### DATA EXTRACT ###

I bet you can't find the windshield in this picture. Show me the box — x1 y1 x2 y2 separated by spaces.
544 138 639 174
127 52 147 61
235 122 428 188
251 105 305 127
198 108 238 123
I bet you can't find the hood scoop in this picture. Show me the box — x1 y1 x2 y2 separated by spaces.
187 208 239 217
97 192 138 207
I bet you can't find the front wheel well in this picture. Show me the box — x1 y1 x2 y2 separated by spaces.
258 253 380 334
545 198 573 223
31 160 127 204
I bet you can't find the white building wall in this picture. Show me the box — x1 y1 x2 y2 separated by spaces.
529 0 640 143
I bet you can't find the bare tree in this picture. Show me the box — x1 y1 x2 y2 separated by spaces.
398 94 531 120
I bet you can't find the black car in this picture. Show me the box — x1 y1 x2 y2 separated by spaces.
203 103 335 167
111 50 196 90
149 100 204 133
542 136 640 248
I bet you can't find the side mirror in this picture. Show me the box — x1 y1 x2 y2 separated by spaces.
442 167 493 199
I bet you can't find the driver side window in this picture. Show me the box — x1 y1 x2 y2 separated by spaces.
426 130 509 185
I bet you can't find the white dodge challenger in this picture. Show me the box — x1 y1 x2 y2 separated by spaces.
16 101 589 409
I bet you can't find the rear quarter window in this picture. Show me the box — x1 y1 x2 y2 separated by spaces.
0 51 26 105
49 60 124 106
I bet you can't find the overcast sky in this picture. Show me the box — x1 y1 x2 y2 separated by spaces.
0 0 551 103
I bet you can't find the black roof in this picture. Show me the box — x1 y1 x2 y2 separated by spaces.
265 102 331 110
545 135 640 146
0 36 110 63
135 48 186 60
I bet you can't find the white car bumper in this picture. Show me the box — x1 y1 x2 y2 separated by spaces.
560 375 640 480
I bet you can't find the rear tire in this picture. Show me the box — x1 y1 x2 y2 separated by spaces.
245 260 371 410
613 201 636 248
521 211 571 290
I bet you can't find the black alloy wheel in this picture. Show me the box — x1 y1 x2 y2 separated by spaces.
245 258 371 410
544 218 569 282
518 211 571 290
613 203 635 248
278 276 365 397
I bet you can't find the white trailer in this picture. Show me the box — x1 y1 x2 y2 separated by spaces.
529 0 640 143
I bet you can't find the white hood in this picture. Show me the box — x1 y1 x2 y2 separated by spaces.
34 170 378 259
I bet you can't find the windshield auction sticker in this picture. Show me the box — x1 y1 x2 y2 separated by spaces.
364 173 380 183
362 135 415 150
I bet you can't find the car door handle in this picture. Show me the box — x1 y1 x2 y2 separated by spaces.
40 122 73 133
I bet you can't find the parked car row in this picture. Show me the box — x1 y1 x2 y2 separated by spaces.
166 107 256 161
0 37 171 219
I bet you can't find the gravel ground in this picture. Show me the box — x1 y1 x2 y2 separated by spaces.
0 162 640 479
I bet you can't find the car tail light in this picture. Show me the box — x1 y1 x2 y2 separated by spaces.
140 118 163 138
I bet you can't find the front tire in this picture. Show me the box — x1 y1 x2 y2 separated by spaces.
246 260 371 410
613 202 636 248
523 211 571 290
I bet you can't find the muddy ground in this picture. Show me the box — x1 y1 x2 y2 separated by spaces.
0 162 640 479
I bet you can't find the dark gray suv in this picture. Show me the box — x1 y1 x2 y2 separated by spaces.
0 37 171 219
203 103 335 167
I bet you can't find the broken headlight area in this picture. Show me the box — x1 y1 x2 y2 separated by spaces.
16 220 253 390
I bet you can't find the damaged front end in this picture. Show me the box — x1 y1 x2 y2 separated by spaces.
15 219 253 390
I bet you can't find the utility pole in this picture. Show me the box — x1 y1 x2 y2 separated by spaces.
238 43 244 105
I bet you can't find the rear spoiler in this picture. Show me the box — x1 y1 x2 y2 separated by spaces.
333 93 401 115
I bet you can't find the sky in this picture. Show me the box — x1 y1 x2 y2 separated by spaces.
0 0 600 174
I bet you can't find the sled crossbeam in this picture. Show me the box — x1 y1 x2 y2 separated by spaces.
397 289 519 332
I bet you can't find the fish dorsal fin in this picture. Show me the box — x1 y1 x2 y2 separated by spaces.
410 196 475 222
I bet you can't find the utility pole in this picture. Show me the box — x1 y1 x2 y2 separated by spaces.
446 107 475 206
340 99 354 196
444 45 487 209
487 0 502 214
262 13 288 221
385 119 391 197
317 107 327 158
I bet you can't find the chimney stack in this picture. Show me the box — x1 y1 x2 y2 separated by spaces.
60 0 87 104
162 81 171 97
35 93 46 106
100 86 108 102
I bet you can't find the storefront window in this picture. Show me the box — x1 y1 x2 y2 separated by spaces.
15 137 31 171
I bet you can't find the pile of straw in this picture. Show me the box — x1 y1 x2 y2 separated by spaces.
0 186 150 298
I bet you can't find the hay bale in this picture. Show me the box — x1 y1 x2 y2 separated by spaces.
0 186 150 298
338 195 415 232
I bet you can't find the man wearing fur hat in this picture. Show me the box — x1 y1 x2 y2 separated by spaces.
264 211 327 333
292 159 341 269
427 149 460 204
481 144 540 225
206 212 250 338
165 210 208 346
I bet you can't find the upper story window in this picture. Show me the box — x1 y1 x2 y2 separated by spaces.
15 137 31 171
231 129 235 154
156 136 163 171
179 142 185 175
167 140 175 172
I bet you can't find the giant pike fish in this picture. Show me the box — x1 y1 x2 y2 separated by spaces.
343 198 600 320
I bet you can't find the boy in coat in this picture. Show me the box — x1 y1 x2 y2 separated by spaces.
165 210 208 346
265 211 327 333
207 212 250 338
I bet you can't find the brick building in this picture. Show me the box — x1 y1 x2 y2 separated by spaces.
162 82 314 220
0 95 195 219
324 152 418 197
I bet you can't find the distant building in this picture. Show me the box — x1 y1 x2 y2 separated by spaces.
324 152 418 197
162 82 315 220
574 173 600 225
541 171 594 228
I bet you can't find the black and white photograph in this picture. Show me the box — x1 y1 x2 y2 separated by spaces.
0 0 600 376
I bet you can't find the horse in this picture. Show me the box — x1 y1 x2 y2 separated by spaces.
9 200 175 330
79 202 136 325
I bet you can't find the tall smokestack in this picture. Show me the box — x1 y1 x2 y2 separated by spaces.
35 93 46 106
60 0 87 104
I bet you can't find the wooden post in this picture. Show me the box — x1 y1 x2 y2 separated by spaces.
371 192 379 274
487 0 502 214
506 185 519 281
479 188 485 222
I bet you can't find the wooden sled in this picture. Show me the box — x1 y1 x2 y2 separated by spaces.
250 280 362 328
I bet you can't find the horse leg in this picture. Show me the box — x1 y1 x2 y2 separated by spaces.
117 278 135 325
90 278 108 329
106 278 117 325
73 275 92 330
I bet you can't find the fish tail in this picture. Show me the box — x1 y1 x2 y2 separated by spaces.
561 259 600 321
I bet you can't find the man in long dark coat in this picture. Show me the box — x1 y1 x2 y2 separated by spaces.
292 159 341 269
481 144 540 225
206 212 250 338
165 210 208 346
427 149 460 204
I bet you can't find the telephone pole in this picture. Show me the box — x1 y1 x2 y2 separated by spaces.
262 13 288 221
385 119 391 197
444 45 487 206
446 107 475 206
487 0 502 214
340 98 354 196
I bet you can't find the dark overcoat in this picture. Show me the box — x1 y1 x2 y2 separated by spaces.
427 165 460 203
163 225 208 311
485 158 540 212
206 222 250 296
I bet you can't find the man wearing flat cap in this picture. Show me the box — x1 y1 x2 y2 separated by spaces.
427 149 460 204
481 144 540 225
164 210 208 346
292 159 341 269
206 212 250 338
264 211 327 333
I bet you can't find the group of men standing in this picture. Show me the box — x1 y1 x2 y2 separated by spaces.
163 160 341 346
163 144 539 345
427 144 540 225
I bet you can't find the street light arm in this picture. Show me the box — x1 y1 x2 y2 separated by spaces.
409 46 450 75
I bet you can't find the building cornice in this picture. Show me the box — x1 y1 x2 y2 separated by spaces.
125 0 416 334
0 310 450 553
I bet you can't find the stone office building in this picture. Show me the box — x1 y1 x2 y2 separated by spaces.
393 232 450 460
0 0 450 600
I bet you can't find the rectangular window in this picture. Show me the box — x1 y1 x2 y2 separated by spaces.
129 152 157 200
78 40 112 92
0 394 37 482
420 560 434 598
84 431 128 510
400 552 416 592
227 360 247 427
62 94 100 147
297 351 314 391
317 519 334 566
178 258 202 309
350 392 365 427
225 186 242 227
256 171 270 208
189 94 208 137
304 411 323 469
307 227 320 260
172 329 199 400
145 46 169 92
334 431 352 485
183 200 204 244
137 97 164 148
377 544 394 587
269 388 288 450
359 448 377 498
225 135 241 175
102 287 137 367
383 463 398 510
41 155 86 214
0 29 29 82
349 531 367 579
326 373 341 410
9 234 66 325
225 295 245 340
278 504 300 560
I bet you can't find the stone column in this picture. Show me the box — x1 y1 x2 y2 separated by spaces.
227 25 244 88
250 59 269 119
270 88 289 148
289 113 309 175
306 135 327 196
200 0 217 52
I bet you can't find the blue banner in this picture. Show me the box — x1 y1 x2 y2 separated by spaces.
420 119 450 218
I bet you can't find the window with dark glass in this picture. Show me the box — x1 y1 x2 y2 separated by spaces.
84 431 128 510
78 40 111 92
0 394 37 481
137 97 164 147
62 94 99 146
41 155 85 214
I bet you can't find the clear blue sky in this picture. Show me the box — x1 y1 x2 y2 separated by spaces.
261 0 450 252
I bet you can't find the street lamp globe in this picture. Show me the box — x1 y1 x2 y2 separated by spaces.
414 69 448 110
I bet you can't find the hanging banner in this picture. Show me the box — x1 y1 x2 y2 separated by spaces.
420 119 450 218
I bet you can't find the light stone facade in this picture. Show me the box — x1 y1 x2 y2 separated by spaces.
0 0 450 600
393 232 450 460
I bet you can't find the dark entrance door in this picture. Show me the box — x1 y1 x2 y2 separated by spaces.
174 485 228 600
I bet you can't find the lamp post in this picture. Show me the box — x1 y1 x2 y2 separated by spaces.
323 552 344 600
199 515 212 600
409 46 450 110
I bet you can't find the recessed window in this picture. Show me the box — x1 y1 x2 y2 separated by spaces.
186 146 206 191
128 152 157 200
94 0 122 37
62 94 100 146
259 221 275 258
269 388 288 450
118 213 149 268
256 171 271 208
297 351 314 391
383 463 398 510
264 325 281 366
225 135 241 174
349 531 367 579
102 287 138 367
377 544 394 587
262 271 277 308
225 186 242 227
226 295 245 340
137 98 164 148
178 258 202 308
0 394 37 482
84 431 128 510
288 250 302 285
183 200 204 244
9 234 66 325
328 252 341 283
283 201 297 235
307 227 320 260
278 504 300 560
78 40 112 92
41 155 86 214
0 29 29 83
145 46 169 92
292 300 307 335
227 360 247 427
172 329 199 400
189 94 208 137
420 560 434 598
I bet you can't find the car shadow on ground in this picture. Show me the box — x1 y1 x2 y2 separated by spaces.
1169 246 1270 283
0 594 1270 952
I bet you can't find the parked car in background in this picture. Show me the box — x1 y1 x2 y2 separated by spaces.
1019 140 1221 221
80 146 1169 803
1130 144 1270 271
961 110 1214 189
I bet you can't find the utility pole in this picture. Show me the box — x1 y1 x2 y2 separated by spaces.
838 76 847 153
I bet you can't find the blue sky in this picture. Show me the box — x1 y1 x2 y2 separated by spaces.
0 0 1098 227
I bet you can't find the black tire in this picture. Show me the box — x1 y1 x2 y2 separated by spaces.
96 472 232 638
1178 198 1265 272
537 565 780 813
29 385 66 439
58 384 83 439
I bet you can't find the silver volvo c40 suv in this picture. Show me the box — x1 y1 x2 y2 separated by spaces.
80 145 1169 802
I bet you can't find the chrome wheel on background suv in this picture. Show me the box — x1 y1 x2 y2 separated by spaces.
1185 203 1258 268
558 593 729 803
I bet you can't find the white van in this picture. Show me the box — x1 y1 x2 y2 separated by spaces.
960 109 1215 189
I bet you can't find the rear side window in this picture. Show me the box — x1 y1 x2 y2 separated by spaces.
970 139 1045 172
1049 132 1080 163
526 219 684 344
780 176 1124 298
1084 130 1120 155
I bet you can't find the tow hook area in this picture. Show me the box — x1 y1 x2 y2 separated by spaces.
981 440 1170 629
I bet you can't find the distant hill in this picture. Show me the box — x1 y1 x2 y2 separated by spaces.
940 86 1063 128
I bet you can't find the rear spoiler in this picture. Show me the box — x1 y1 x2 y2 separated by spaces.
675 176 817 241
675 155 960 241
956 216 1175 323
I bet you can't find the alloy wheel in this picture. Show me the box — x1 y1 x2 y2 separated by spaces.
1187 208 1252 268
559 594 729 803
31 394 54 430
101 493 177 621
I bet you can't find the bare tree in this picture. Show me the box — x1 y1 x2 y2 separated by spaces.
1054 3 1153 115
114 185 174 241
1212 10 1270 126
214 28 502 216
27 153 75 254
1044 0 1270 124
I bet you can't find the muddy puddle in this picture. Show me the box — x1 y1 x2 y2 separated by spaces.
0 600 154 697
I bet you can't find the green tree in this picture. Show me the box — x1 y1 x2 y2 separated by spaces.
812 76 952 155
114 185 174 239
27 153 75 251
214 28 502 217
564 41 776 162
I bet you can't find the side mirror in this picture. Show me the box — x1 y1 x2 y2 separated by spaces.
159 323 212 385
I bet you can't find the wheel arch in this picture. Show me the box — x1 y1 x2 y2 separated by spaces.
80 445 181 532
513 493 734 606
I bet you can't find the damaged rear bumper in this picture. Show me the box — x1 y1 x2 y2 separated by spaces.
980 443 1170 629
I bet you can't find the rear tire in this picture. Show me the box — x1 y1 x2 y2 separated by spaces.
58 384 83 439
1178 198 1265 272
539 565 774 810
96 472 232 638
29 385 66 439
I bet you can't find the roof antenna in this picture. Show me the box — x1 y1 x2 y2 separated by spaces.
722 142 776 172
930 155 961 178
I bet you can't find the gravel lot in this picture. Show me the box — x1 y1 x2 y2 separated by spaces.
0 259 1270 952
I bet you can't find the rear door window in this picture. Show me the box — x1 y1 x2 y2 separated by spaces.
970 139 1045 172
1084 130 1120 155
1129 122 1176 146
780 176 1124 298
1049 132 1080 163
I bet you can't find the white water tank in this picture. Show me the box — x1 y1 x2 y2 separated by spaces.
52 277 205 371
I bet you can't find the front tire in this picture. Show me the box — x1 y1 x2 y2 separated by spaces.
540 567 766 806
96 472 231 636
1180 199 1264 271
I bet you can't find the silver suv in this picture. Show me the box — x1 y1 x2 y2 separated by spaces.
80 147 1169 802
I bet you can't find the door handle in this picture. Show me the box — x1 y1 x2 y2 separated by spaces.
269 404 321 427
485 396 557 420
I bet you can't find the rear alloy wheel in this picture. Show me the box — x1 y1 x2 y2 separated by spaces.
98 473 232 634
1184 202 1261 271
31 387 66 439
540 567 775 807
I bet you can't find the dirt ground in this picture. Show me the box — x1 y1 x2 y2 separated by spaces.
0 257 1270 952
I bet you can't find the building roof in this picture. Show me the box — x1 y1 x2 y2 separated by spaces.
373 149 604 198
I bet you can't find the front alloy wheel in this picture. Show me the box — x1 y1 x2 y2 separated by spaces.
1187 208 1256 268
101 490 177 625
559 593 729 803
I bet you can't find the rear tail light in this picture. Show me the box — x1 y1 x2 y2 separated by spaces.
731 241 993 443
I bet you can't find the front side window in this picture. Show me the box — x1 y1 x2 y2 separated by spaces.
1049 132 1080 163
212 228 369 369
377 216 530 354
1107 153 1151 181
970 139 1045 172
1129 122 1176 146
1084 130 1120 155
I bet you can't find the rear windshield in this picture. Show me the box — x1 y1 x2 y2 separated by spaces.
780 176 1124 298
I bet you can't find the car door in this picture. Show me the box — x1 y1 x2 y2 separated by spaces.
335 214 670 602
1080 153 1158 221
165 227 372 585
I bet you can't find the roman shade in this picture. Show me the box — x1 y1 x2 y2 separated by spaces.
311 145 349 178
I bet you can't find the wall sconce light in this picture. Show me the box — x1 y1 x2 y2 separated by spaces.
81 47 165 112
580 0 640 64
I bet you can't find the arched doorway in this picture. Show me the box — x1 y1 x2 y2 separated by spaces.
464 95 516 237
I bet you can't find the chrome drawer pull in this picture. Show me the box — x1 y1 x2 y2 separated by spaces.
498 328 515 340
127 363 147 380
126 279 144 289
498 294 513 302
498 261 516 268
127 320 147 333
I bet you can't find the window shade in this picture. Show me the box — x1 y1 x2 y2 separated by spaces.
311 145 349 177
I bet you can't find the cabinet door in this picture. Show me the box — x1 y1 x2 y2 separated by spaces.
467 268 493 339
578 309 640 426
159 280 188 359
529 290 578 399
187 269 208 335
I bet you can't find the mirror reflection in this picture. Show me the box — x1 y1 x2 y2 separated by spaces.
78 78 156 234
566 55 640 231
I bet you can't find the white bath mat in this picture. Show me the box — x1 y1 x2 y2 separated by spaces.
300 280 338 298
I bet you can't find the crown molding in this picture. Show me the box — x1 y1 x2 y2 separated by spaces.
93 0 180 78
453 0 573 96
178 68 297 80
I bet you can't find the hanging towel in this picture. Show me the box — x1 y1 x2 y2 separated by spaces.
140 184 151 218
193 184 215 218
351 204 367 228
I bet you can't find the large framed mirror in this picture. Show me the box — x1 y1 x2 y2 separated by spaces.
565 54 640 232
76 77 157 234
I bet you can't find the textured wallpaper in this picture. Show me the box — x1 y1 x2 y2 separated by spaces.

###

* **TASK DIRECTIONS**
Locate the line with "I bet you can't find the white bath" in the entries above; extract it and every line after it, verbatim.

* **WORKED ANSWER**
I bet you can't find the white bath mat in this picture. Show me the box — x1 y1 x2 y2 separated by spaces.
300 280 338 298
I bet you can't find the crown molding in this picture. Show me the box — x1 y1 x2 y2 separated by spaces.
93 0 180 78
453 0 573 96
178 68 297 80
I bet you can't find the hanging towel in this picture. Show me the box — x1 y1 x2 y2 separated by spaces.
140 184 151 218
193 184 215 218
351 204 367 228
I bet you can't find the large framed mirror in this picture. Show me the box — x1 y1 x2 y2 separated by spaces.
565 54 640 232
76 77 157 234
I bet you can't find the textured wallpaper in this picture. Show me the box — x1 y1 x2 y2 separated by spaces.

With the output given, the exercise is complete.